- [DEINE AUFGABEN]:
- a) Beantworte anhand des Textes über die Gastronomin Lisa-Marie Boser diese Fragen:
(i) Wie viel kostete die Renovierung der Küche im Jahr 2019?
(ii) Wie viel mehr verdiente der männliche Küchenchef im Monat als Boser?
(iii) Aus wie vielen Personen besteht Bosers Team?
- b) Gib aus der Auflistung die Zeilen von der Zeile mit „of the shopping“ bis einschließlich der Zeile mit „pixel 21 133“ noch einmal wieder und ersetze darin „Query“ durch „Label“. Alles andere bleibt unverändert.

Vom Hochzeitsbuffet über das 4-Gang-Menü beim Firmenevent bis hin zum Fingerfood beim Festival bewirtet Boser heute 300 bis 400 Veranstaltungen im Jahr. Dabei stand ihr Unternehmen in der Corona-Zeit kurz vor dem Aus. Grund dafür: In ihrem erfolgreichsten Geschäftsjahr 2019 hatte Boser gerade die Küche in einem alten Bürogebäude mit 130.000 Euro renoviert. Von einem Tag auf den anderen aber fließt kein Geld mehr in den Betrieb, um die Investition zurückzuzahlen. Die staatlichen Soforthilfen treffen erst mit einer Verzögerung von knapp eineinhalb Jahren ein. Für Boser aber ist Aufgeben keine Option. Einen Kredit erhält sie aus ihrem nahen Umfeld.

“Ich wollte mich um keinen Preis wieder fest anstellen lassen. Als Leihköchin in der Sterneküche hatte ich viel gelernt, aber teilweise steckt die Branche einfach noch in den 50er-Jahren fest. Das wurde mir bewusst, als ich gehört habe, dass der männliche Küchenchef in der gleichen Position wie ich und mit genauso guten Zeugnissen 800 Euro mehr als ich im Monat verdient hat", erzählt Gastronomin Lisa-Marie Boser.

Rüstige Rentner und Rentnerinnen gesucht

Bis heute findet Boser für den Umgang mit den Herausforderungen der Branche wie dem Fachkräftemangel ihren eigenen Weg. Als sie wieder nach neuen Mitarbeitern sucht, ist ihre Anzeige genauso unkonventionell wie die Gastronomin selbst: Rentnerinnen und Rentner sind explizit erwünscht und Erfahrung in der Gastronomie nicht notwendig. Boser schult ihr Personal und schenkt ihrem 24-köpfigen Team, von dem der Großteil älter als 55 ist, großes Vertrauen.

“Ich weiß auch einfach, dass ich mich auf meine Mitarbeiter verlassen kann. Mit meinem Küchenchef kann ich mich per Zoom austauschen und Warenbestellungen über kollex aus der Ferne tätigen. Drei Tage später ist die Lieferung bei meinem Team. Das erlaubt mir auch mal zwei Monate im Winter von Thailand aus zu arbeiten", sagt Boser.

[Datensätze]
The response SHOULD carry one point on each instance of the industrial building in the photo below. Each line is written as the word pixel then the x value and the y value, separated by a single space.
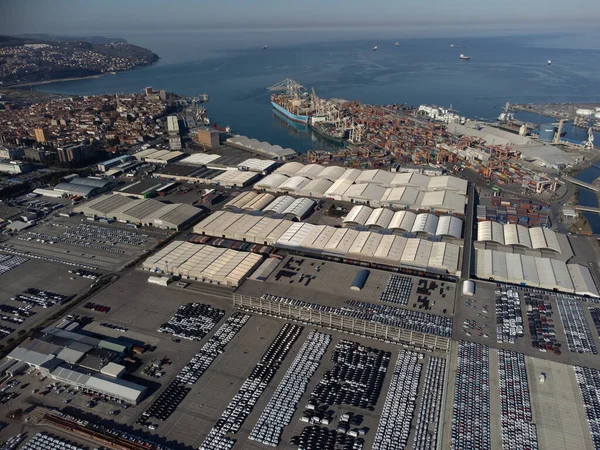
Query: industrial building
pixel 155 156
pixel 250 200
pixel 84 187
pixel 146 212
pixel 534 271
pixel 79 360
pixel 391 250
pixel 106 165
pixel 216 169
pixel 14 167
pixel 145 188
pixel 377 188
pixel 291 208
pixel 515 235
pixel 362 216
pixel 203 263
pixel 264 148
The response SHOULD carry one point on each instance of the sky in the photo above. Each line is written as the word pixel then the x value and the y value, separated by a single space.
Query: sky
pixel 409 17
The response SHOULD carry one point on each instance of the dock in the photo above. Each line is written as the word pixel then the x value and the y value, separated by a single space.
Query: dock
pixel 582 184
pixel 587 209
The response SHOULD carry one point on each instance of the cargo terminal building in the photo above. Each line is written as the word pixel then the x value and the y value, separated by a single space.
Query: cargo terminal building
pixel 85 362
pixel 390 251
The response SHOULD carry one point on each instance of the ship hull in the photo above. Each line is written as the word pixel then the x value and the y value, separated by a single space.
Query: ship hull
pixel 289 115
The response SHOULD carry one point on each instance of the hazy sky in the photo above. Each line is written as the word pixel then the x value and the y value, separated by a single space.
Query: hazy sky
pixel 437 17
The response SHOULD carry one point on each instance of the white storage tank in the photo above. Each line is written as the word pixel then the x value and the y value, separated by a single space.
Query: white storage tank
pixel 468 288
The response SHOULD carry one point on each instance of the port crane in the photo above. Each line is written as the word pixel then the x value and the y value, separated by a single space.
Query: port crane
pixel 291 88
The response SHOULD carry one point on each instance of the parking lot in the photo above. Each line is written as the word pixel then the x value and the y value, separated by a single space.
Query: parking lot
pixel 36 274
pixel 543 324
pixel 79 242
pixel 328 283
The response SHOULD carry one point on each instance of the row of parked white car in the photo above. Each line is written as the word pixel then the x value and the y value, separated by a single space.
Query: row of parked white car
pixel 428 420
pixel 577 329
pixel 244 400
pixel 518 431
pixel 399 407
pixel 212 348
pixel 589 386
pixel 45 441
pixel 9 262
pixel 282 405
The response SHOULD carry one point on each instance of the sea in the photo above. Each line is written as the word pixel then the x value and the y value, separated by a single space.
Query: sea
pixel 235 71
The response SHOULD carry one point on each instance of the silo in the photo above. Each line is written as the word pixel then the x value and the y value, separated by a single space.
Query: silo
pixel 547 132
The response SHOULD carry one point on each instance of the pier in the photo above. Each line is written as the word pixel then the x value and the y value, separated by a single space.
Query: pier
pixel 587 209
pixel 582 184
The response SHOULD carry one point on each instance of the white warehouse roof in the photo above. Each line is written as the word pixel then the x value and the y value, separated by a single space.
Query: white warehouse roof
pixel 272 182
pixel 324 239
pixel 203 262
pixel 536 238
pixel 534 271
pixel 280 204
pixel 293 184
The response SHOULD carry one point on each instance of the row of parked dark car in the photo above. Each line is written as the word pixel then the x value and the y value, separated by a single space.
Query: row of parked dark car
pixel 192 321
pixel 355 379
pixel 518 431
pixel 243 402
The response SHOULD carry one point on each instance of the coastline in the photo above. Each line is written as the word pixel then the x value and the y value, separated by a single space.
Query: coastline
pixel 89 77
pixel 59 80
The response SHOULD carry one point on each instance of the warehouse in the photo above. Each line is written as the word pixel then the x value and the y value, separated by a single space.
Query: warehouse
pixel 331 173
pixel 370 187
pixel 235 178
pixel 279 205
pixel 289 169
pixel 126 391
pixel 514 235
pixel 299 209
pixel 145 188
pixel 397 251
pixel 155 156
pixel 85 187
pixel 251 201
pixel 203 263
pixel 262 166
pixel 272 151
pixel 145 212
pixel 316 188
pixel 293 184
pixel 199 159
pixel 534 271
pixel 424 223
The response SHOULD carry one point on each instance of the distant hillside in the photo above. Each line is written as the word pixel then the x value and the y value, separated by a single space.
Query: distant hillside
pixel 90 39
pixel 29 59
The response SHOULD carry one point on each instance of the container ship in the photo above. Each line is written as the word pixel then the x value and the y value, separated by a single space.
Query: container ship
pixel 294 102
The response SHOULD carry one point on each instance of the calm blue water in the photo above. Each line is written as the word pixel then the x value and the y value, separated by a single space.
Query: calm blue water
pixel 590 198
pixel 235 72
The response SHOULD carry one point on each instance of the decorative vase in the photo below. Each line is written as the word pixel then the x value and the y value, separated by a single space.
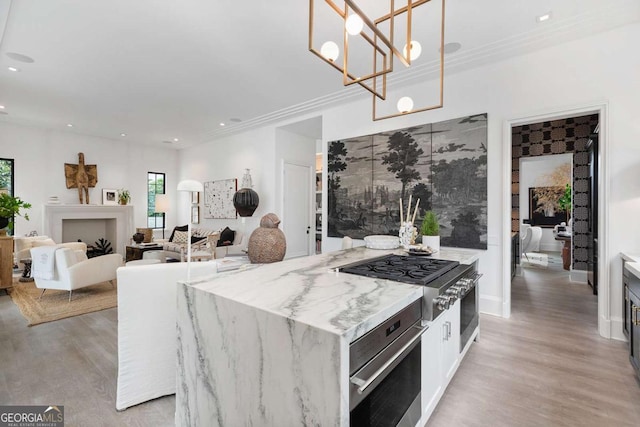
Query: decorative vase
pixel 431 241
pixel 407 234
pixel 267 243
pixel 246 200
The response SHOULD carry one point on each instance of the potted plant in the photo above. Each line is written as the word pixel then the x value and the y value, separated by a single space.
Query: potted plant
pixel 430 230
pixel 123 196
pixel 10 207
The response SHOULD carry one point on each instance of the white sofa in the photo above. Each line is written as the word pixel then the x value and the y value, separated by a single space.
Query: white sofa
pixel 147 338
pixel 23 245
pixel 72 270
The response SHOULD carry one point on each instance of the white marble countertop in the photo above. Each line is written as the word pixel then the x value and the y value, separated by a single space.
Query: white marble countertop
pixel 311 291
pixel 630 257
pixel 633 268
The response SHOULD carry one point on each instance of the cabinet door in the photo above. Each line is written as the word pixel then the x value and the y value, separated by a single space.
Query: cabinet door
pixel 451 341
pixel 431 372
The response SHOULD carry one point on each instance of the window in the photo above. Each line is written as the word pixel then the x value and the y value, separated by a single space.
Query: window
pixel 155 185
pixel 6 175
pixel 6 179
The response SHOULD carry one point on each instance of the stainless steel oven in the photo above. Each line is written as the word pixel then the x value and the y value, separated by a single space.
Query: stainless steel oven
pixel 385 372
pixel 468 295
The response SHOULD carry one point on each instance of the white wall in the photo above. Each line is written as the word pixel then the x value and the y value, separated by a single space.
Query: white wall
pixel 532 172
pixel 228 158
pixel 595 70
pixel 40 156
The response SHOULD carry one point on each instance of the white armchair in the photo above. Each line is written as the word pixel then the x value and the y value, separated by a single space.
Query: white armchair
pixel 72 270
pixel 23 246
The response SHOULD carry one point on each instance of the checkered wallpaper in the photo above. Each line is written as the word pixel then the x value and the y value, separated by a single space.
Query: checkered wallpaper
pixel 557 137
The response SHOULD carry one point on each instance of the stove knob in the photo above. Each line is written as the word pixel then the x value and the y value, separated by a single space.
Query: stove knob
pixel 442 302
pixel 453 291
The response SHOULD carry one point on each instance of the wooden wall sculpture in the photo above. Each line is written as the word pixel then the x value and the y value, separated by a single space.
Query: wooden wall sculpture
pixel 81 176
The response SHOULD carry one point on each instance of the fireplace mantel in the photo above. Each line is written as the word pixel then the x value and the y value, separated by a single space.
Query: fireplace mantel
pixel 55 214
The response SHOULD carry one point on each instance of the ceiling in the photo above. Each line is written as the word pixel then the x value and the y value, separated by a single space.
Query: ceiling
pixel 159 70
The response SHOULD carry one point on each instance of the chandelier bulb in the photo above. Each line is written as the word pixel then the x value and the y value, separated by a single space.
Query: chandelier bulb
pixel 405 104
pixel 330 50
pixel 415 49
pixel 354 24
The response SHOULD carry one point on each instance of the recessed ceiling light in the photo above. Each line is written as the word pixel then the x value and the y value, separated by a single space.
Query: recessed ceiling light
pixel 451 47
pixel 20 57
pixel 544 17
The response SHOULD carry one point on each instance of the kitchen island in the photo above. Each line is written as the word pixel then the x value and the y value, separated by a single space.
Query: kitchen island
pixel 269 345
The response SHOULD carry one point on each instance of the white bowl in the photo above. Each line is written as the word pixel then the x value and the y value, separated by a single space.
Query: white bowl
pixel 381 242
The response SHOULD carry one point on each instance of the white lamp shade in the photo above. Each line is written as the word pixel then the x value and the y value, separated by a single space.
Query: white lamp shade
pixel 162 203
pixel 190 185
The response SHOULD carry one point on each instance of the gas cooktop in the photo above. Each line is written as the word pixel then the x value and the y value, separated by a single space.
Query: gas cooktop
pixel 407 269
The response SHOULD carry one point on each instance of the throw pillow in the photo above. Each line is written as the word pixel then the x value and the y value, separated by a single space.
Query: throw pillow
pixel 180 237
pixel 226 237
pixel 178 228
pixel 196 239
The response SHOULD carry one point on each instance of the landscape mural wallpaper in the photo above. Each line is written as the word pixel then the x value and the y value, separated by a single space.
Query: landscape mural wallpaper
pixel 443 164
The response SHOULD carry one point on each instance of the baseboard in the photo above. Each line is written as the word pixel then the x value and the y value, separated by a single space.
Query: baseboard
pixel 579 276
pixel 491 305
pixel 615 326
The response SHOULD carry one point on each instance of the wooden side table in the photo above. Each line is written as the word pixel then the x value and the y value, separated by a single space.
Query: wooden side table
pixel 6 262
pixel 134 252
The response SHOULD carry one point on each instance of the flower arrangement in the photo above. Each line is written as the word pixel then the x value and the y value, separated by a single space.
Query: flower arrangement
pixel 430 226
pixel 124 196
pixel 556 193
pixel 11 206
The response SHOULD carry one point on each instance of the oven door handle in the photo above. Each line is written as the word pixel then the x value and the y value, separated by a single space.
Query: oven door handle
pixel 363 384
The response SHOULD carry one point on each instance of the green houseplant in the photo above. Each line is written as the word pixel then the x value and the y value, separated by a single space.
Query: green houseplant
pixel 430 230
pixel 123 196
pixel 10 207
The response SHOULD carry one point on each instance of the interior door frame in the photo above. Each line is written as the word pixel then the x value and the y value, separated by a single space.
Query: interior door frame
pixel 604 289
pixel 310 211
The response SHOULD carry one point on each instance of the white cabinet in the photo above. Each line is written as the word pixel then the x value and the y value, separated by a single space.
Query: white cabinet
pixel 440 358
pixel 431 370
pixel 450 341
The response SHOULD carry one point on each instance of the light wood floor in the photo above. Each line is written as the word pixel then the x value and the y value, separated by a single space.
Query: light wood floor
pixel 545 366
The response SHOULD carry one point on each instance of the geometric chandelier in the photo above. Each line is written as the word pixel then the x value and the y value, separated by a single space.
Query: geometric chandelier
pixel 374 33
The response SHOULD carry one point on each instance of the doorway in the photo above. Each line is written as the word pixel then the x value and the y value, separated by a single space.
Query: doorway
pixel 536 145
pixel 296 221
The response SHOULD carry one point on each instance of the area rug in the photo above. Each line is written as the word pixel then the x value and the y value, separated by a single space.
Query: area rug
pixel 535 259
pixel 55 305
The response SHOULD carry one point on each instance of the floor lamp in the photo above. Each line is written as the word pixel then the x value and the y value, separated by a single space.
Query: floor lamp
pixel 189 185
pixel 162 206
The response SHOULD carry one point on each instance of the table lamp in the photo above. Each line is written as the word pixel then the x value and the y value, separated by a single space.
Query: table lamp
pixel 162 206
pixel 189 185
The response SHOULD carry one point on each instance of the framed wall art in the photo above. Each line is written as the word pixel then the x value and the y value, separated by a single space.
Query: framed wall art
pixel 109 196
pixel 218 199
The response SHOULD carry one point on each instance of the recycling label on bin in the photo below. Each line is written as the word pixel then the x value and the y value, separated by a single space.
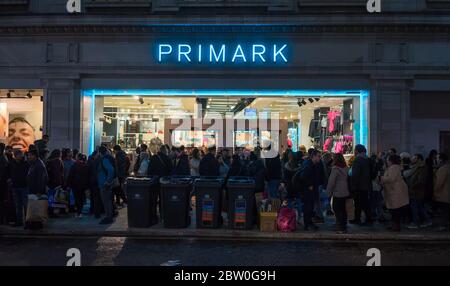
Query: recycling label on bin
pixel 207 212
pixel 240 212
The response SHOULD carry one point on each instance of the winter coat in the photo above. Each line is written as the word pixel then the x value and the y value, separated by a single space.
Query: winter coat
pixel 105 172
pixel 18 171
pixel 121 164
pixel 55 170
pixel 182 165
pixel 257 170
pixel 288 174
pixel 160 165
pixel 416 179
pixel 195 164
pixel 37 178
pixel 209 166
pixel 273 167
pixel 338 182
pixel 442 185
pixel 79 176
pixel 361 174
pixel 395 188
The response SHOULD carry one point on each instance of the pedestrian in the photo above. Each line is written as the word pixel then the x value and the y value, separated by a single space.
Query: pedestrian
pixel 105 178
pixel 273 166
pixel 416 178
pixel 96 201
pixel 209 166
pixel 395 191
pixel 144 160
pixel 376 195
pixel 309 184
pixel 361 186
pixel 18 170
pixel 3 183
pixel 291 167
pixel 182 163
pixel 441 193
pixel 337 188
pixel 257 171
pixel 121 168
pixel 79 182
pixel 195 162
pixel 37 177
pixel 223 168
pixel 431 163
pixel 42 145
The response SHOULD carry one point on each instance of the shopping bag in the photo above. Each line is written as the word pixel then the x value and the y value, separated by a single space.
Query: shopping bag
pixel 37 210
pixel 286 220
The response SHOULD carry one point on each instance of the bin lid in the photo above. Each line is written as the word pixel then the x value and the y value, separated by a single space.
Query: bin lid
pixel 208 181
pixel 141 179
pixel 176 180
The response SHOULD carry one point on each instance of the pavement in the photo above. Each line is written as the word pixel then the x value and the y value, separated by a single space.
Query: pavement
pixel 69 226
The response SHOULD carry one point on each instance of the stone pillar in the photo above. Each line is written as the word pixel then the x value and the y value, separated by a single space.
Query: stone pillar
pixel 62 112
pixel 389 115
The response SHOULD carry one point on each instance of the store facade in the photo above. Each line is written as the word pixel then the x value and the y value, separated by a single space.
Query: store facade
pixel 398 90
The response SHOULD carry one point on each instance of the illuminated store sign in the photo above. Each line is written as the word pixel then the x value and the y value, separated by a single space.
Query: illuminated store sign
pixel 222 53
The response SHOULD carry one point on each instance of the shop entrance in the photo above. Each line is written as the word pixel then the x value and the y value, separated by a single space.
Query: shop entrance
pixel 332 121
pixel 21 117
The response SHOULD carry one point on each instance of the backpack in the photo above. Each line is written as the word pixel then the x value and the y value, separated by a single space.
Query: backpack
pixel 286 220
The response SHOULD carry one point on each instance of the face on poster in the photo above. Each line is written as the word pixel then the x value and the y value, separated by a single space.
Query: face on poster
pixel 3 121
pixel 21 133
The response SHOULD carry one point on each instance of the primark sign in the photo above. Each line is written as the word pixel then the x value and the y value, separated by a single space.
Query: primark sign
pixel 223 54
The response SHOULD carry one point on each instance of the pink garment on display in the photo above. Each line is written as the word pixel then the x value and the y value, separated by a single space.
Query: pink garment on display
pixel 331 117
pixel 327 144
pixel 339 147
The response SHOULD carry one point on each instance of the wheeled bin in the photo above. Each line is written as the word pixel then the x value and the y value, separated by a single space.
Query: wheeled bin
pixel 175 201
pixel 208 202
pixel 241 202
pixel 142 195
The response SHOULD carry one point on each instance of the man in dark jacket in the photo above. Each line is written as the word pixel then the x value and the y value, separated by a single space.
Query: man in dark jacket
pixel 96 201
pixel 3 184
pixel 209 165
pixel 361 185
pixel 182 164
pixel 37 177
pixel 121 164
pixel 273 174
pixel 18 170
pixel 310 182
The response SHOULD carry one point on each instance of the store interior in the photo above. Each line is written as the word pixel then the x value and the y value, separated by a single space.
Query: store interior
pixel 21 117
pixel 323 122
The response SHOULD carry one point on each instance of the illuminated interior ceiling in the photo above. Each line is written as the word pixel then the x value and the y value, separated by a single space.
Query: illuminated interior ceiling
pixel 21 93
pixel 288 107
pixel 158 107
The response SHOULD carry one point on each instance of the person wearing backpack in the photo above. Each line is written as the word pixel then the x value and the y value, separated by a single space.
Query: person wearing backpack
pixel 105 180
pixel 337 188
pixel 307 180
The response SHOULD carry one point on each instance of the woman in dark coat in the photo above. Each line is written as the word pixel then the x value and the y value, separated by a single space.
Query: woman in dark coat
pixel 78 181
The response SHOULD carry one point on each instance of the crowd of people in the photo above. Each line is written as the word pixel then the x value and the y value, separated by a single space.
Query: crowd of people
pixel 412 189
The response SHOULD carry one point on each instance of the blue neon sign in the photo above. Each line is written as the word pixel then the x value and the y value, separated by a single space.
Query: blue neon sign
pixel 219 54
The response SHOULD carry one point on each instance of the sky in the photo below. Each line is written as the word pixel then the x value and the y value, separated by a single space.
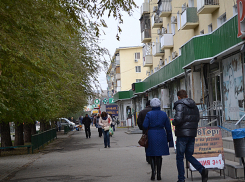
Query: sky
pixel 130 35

- [LÖSUNGEN]:
- a)
(i) 130.000 Euro
(ii) 800 Euro
(iii) 24 Personen

- b)
The response SHOULD carry one point on each instance of the shopping bag in the photo above. Each line is written as the word pixel then the x value and the y value, separated by a single space.
Label: shopping bag
pixel 37 210
pixel 286 220
The response SHOULD carry one point on each instance of the bin lid in the photo above. Each line is written as the word pixel then the x value and the y value, separated by a single space.
Label: bin lid
pixel 208 181
pixel 141 179
pixel 176 180
The response SHOULD carry one point on each instance of the pavement in the photo above. Each line is written as the word pixel then the x value and the y value, separated by a single space.
Label: pavement
pixel 69 226
The response SHOULD carry one point on each instance of the stone pillar in the photo above. Each line is written as the word pixel then the x value and the y value, separated by a single space.
Label: stone pillar
pixel 62 112
pixel 389 115
The response SHOULD carry one point on each instance of the store facade in the photo above. Each line is written as the word pixel then the x value and the y value, separated by a single space.
Label: store facade
pixel 398 90
The response SHOULD carry one point on each instance of the illuminated store sign in the photo above. Each line is written as the word pixel then the x value and the y value, separated by a single space.
Label: illuminated store sign
pixel 222 53
The response SHOULD carry one point on each instance of the shop entrance in the photo above. Each line is written as the word pixel then the x value and the y value, separated by a single space.
Label: shop entrance
pixel 332 121
pixel 21 117
The response SHOULD carry one point on each instance of the backpack in the photo above. Each line is written as the word pixel then the x value and the y value, separated by a single space.
Label: backpack
pixel 286 220
The response SHOULD carry one point on each instance of the face on poster in the photo above. Each line is written as the word pixel then the x value and the y value, separated by a single space.
Label: face on poster
pixel 3 121
pixel 21 133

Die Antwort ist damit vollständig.